### PASSAGE FOURNI
────
En relevant ce appel des défenseurs des droits de l’homme et des militants du cercle de silence, je découvre une sacrée connexion avec ce que Dieu lui-même dit à notre Humanité quand il donne sa parole au prophète Ezéchiel dans la liturgie de dimanche dernier : « Je vais ouvrir vos tombeaux et je vous en ferai remonter, ô mon peuple »(Ez 3 37 13).
Qu’est-ce que la chanson de Pierre Perret ressemble à la parole du prophète… Qu’est-ce que l’attitude de l’homme de Planoise ouvrant la cage aux oiseaux qu’il tenait enfermés est de même sève que la manière dont Dieu s’y prend pour soulever la pierre tombale sous laquelle notre humanité est enfouie.
────
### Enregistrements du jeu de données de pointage
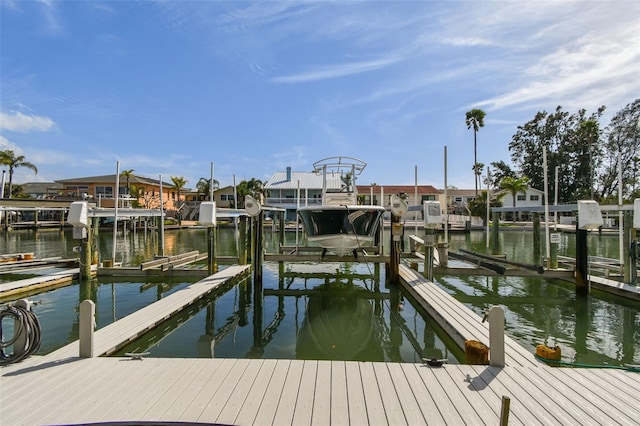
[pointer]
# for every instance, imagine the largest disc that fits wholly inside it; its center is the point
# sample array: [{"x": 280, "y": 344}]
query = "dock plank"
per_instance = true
[
  {"x": 338, "y": 393},
  {"x": 223, "y": 391},
  {"x": 200, "y": 400},
  {"x": 306, "y": 393},
  {"x": 376, "y": 413},
  {"x": 289, "y": 394},
  {"x": 421, "y": 394},
  {"x": 257, "y": 393},
  {"x": 232, "y": 408},
  {"x": 321, "y": 412},
  {"x": 355, "y": 394}
]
────
Recopiez intégralement le passage fourni, sans rien y modifier.

En relevant ce appel des défenseurs des droits de l’homme et des militants du cercle de silence, je découvre une sacrée connexion avec ce que Dieu lui-même dit à notre Humanité quand il donne sa parole au prophète Ezéchiel dans la liturgie de dimanche dernier : « Je vais ouvrir vos tombeaux et je vous en ferai remonter, ô mon peuple »(Ez 3 37 13).
Qu’est-ce que la chanson de Pierre Perret ressemble à la parole du prophète… Qu’est-ce que l’attitude de l’homme de Planoise ouvrant la cage aux oiseaux qu’il tenait enfermés est de même sève que la manière dont Dieu s’y prend pour soulever la pierre tombale sous laquelle notre humanité est enfouie.